■ EXCERPTED DATA:
____
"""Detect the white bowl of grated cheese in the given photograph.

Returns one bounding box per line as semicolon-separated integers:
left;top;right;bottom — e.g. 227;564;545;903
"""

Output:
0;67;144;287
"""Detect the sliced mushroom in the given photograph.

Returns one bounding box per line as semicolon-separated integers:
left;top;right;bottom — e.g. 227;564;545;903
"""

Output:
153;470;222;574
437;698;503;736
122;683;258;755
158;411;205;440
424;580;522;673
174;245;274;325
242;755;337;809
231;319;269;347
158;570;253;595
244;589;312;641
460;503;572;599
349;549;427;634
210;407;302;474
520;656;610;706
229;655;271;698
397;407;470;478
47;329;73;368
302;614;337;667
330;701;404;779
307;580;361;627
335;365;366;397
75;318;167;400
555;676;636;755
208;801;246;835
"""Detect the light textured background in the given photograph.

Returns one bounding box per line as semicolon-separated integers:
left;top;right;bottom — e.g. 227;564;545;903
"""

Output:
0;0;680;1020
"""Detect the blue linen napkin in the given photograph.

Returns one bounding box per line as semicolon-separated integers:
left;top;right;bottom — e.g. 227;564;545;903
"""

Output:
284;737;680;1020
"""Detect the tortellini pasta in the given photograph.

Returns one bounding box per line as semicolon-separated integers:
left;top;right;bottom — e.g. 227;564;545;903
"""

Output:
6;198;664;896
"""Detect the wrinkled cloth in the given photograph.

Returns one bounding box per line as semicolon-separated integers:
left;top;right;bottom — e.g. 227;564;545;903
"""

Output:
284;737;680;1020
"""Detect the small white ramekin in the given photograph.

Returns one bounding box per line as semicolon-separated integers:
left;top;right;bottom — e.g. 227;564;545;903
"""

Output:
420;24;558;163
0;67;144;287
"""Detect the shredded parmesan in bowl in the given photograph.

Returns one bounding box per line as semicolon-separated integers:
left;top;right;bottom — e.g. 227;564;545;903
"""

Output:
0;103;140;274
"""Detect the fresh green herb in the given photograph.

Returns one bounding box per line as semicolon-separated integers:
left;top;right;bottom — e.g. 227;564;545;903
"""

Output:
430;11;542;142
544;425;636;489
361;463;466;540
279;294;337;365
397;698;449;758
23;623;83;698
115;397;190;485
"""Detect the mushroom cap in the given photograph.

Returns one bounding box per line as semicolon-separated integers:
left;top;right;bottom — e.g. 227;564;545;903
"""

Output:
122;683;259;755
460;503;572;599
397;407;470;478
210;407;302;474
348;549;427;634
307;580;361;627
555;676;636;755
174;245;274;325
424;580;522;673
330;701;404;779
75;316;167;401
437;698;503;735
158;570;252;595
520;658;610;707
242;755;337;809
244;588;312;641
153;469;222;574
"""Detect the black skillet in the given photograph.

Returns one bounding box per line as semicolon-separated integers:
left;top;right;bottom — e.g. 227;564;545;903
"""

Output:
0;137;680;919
____
■ REQUIREMENTS: From the preceding material, extract every line exactly.

■ SOLUTION TO THIS PROBLEM:
"""Detect the white bowl of grated cheese in the given photograph.

Returns one bounding box per line as semicolon-separated integers:
left;top;right;bottom — e.g. 227;564;545;903
"""

Output:
0;67;144;287
"""Detect the sliced mushroom in the given photograph.

Returns one bounding box per line as semicolon-separated integers:
left;top;right;bottom — e.g. 227;564;545;903
"""

Output:
153;470;222;574
437;698;503;736
122;683;258;755
158;411;205;440
424;580;522;673
174;245;274;325
242;755;337;809
231;319;269;347
158;570;253;595
244;589;312;641
460;503;572;599
349;549;427;634
210;407;302;474
520;656;610;706
229;655;271;698
397;407;470;478
47;329;73;368
302;614;337;667
330;701;404;779
307;580;361;627
335;365;366;397
75;318;167;400
555;676;636;755
208;801;246;835
"""Detect the light textured background in the given photograph.

Returns one bounding box per line as semicolon-separated integers:
left;top;right;bottom — e.g. 227;564;545;903
"""

Output:
0;0;680;1020
"""Detect the blue linen napkin in the given photograph.

Returns one bounding box per line as semicolon-separated integers:
left;top;right;bottom — e.g. 227;564;545;903
"""

Output:
284;737;680;1020
"""Detect the tortellini pasta in the given photograph.

Returns one bounding box per line as semicolon-separated integers:
left;top;right;bottom — e.g. 227;564;545;903
"""

Output:
6;198;664;896
"""Detect the wrinkled cloth in the given photograph.

Returns one bounding box per line as semicolon-separated integers:
left;top;right;bottom — e.g. 227;564;545;903
"""

Output:
284;737;680;1020
"""Detect the small white ramekin in the given photograph.

Returns one bounding box per line as semicolon-separated integers:
left;top;right;bottom — e.g. 227;564;545;903
"""

Output:
420;24;558;163
0;67;144;287
"""Detect the shredded parmesan in bowl in the given photograph.

Returns one bounding box per line as semicolon-separated integers:
left;top;right;bottom — e.g. 227;564;545;903
"""

Output:
0;103;140;274
"""Detect the fresh green herb in the given photograph.

Returns one bounding box per line as semicolon-separated integers:
left;top;right;bottom — e.g. 227;564;545;903
"""

Output:
430;11;542;142
544;425;636;489
361;463;466;540
279;294;337;365
397;698;449;758
23;623;83;698
115;397;190;485
"""Detect the mushroom cap in the given photograph.

Returns one bounding box per line as semicolon-separated integers:
left;top;right;bottom — e.g. 227;564;545;903
"""

Output:
122;683;259;755
460;503;572;599
397;407;470;478
210;407;302;474
348;549;427;634
307;580;361;627
555;676;636;755
174;245;274;325
424;580;522;673
330;701;404;779
75;316;167;401
437;698;503;735
158;570;252;595
520;658;610;707
242;755;337;809
244;588;312;641
153;469;222;574
"""Detect the black skillet in the given photograph.

Returns one bounding box per line as semicolon-separated integers:
left;top;right;bottom — e.g. 227;564;545;903
"""

Output:
0;137;680;919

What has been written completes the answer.